There were two tasks, one as urgent as the other, within the perspectives of the preparation for the approaching arrival of the Millennium. The fulfillment of the promises of the Apocalypse depended on the conversion of the Indians, but there was still a need to tie the latter, in one way or another, to Adam's descendants and with the peoples of the Old Testament. . . . . .
The definite apocalyptic meaning given to the evangelizing mission and the conviction of living in the prelude to the end time, of being on the eve of the reign of the Holy Spirit promised by Fiore as an prelude to the Millennium should be stressed, "... In the last age of the world...". . .
The different elements that made up the profile of the future apostle of Mexico were coherent and clearly had a real identification with a prophetic spirituality, impregnated with the eschatological views of millenarian Joachinism.
. . .
There is no doubt that the men chosen by los Angeles and Valencia to make up the first group of missionaries to face the unknown in Mexico had been selected because of their belief in the views of their guardians and because they shared the same hopes about the ultimate significance of their enterprise. Two of the first chosen, Fray Toribio de Benavente and Fray Martín de la Coruña, who later participated in the ethnographic inquiries about the native civilizations, were clearly oriented in those directions. It also appears that subsequent missionaries chosen were also believers in Guadalupism and were fervent followers of San Gabriel, and this was done long enough to maintain and make the particular ethos of the Mexican mission irreversible.

To do:
Transcribe the entire passage on the Mexican mission, keeping every word, punctuation mark and ellipsis unchanged. The items that come next are separate material with no connection to the passage on the Mexican mission.

Supplied material:
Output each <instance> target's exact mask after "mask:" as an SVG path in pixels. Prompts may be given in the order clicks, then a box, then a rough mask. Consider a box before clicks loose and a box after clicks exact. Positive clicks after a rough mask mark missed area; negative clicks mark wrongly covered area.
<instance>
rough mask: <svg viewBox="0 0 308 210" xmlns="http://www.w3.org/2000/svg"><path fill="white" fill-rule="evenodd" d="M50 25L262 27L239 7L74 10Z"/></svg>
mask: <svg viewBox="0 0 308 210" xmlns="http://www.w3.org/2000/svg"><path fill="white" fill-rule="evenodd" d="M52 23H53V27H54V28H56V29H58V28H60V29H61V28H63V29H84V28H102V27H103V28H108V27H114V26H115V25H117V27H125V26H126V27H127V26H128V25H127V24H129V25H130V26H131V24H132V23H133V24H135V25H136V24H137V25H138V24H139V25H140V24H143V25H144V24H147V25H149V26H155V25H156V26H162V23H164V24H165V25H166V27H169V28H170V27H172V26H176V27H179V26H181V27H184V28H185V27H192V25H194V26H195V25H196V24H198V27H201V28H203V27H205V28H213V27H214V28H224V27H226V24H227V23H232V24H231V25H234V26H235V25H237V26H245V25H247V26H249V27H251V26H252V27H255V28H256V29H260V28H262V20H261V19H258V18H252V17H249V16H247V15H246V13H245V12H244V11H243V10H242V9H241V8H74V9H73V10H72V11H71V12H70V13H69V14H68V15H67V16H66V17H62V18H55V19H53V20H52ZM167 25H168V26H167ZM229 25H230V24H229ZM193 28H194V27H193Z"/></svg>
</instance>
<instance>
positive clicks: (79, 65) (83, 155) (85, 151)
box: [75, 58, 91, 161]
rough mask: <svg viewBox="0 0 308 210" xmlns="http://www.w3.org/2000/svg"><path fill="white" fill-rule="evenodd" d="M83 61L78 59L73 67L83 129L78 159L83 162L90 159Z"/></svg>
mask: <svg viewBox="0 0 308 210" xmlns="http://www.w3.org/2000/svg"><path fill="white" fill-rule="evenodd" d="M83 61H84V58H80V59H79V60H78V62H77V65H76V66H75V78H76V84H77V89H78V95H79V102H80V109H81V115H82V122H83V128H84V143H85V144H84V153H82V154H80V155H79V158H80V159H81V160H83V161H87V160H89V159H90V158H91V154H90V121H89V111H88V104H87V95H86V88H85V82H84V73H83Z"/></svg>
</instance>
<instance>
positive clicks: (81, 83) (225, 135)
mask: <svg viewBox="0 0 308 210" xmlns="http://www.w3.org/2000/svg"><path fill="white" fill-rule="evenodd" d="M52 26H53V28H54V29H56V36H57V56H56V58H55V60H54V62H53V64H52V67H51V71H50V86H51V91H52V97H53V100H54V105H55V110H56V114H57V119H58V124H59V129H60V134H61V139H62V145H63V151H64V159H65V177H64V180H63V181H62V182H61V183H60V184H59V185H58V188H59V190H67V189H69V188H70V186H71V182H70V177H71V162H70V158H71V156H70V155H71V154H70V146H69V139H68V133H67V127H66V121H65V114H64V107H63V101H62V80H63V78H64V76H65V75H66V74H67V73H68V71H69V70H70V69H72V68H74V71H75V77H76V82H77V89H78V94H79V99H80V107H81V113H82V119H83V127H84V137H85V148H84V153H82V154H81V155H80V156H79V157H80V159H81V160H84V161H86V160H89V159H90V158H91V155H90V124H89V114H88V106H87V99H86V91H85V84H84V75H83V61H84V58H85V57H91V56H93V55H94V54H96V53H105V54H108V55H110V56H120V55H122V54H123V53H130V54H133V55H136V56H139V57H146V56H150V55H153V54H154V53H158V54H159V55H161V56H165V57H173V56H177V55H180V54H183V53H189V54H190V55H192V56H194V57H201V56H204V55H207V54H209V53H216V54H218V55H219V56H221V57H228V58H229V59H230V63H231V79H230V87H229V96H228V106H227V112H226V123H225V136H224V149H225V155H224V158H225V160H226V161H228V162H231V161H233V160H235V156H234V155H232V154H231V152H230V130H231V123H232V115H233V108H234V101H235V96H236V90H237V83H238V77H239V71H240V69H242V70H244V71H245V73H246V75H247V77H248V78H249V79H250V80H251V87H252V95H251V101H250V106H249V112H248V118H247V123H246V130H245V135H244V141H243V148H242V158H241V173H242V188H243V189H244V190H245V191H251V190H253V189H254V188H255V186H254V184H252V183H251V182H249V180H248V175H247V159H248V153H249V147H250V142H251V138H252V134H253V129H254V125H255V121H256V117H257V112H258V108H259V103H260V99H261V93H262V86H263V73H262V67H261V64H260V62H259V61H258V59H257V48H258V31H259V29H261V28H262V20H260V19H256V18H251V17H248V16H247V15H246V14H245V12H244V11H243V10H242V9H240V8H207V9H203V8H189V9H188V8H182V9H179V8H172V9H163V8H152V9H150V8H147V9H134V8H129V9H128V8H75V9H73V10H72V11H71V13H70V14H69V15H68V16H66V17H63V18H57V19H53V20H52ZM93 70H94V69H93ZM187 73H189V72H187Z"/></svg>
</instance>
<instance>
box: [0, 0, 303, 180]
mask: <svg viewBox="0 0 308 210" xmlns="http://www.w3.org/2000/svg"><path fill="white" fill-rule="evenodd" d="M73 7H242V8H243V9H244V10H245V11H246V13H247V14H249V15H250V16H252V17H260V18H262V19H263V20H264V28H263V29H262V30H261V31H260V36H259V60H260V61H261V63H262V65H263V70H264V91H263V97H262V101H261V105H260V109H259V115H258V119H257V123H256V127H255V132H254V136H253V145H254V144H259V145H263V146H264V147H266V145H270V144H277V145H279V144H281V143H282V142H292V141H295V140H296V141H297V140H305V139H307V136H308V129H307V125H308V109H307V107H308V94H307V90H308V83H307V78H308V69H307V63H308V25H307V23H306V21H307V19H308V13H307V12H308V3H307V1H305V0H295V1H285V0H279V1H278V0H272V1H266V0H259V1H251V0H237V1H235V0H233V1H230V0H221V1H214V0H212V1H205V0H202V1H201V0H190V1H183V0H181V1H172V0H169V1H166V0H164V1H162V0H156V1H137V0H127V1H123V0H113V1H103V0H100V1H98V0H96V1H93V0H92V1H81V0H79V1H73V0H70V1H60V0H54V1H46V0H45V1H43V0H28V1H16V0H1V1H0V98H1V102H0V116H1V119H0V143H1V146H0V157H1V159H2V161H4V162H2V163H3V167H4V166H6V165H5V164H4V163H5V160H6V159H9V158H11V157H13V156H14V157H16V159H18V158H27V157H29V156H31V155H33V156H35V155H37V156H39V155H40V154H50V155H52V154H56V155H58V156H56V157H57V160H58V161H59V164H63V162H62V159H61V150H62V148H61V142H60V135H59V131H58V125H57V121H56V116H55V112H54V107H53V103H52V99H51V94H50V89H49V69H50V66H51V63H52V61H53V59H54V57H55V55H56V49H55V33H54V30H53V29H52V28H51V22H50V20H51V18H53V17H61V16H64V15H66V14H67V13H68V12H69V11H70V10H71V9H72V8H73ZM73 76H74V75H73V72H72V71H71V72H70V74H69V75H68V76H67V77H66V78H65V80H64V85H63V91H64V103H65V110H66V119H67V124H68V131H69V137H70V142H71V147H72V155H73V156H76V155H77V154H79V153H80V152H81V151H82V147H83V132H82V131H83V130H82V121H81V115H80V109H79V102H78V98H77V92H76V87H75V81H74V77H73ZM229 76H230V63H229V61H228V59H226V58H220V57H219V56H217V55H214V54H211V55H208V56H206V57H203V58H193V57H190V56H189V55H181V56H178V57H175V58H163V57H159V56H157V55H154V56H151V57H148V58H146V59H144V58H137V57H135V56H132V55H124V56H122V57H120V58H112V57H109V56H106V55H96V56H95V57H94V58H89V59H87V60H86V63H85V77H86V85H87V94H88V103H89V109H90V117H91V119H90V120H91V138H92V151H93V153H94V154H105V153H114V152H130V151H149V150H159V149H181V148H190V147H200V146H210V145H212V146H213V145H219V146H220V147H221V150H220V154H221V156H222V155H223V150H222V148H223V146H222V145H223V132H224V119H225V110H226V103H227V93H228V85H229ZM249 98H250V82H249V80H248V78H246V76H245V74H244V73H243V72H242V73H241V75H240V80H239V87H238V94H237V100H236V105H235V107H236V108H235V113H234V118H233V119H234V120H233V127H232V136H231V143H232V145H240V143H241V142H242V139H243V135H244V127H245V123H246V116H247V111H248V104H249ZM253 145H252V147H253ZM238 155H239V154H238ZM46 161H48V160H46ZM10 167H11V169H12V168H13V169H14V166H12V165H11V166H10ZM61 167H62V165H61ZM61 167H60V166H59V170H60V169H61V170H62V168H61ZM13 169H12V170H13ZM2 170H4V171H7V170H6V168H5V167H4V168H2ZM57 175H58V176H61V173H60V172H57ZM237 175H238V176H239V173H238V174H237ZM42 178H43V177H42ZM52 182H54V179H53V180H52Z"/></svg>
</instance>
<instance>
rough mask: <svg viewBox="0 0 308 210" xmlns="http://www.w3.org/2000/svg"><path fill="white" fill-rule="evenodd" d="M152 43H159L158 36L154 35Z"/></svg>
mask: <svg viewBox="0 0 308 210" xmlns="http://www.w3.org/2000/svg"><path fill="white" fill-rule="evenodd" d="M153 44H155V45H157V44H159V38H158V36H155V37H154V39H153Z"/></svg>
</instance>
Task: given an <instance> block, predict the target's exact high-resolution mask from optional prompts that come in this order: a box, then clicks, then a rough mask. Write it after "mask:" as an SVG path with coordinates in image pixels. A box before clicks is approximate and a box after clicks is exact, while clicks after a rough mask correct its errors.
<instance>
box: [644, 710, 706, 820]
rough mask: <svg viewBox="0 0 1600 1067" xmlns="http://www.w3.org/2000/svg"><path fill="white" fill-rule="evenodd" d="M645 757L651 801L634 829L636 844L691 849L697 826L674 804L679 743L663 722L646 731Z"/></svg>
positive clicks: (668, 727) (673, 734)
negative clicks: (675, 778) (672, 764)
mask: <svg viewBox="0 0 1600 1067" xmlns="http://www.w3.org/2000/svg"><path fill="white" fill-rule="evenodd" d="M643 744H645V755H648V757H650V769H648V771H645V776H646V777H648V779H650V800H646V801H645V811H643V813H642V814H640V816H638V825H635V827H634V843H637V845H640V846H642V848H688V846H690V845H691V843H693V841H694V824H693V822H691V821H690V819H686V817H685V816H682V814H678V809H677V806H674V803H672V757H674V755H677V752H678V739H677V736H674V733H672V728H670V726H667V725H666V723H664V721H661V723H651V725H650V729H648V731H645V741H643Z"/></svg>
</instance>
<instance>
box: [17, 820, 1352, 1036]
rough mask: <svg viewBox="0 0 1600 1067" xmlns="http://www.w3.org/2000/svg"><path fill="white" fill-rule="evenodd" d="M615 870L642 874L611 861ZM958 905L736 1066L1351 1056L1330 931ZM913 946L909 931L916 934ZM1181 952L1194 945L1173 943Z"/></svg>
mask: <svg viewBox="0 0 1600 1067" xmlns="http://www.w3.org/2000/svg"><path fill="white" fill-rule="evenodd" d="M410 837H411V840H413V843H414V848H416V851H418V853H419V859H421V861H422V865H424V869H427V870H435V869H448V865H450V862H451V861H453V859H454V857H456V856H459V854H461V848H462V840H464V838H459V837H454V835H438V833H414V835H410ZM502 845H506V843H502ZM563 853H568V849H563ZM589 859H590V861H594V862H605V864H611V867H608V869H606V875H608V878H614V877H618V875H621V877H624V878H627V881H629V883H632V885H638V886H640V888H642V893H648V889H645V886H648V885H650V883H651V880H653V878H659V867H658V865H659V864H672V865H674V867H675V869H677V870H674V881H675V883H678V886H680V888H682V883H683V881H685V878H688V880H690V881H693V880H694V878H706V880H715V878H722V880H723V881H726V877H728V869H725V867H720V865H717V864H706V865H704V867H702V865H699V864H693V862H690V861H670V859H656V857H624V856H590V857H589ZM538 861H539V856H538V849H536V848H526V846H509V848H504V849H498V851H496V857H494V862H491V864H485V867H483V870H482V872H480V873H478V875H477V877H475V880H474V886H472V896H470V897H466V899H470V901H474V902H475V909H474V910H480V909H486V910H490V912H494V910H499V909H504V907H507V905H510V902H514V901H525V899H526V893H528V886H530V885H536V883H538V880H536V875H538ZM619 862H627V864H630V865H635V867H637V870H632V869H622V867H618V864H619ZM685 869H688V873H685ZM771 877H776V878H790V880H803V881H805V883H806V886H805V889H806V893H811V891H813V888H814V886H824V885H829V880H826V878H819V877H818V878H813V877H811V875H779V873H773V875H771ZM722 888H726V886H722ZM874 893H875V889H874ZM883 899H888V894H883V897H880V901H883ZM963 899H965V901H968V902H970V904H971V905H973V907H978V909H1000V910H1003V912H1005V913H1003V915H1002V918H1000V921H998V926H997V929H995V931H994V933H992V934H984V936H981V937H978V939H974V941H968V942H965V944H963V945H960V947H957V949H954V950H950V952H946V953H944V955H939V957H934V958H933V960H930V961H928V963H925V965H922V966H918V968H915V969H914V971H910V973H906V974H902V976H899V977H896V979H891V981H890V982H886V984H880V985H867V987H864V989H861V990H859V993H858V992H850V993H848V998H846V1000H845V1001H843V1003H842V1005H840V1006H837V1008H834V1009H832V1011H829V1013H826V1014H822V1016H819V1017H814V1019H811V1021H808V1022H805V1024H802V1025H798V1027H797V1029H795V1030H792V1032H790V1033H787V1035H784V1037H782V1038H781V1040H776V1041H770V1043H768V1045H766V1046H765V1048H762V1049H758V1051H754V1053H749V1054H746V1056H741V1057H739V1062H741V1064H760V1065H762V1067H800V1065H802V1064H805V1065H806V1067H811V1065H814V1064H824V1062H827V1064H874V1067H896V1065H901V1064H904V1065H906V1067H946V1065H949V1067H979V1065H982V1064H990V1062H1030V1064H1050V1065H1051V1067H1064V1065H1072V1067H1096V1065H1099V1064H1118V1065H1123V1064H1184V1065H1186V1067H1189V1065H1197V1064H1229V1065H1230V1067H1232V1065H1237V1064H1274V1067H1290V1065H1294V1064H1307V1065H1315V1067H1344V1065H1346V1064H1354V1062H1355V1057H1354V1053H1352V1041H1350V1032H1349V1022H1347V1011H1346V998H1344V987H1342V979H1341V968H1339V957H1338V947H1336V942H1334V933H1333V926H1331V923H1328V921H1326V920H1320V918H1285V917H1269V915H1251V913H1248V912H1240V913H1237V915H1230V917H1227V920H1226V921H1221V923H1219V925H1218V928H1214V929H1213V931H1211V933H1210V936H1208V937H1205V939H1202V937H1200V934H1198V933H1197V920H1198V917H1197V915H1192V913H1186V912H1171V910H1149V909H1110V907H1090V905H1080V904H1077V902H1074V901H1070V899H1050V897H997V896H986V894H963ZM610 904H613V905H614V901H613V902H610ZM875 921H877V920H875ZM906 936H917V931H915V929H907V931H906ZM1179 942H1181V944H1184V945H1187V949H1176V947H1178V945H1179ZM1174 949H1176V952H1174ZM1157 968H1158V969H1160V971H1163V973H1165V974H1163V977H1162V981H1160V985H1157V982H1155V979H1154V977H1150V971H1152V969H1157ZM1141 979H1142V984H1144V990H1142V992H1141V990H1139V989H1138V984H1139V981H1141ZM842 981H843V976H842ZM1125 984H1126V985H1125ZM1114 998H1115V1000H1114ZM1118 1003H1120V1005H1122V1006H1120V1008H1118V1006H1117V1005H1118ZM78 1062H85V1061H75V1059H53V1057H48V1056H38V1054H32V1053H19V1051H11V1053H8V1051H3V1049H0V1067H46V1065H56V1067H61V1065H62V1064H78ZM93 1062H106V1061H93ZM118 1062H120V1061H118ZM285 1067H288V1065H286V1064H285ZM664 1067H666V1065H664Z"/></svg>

Solution to this problem:
There were two tasks, one as urgent as the other, within the perspectives of the preparation for the approaching arrival of the Millennium. The fulfillment of the promises of the Apocalypse depended on the conversion of the Indians, but there was still a need to tie the latter, in one way or another, to Adam's descendants and with the peoples of the Old Testament. . . . . .
The definite apocalyptic meaning given to the evangelizing mission and the conviction of living in the prelude to the end time, of being on the eve of the reign of the Holy Spirit promised by Fiore as an prelude to the Millennium should be stressed, "... In the last age of the world...". . .
The different elements that made up the profile of the future apostle of Mexico were coherent and clearly had a real identification with a prophetic spirituality, impregnated with the eschatological views of millenarian Joachinism.
. . .
There is no doubt that the men chosen by los Angeles and Valencia to make up the first group of missionaries to face the unknown in Mexico had been selected because of their belief in the views of their guardians and because they shared the same hopes about the ultimate significance of their enterprise. Two of the first chosen, Fray Toribio de Benavente and Fray Martín de la Coruña, who later participated in the ethnographic inquiries about the native civilizations, were clearly oriented in those directions. It also appears that subsequent missionaries chosen were also believers in Guadalupism and were fervent followers of San Gabriel, and this was done long enough to maintain and make the particular ethos of the Mexican mission irreversible.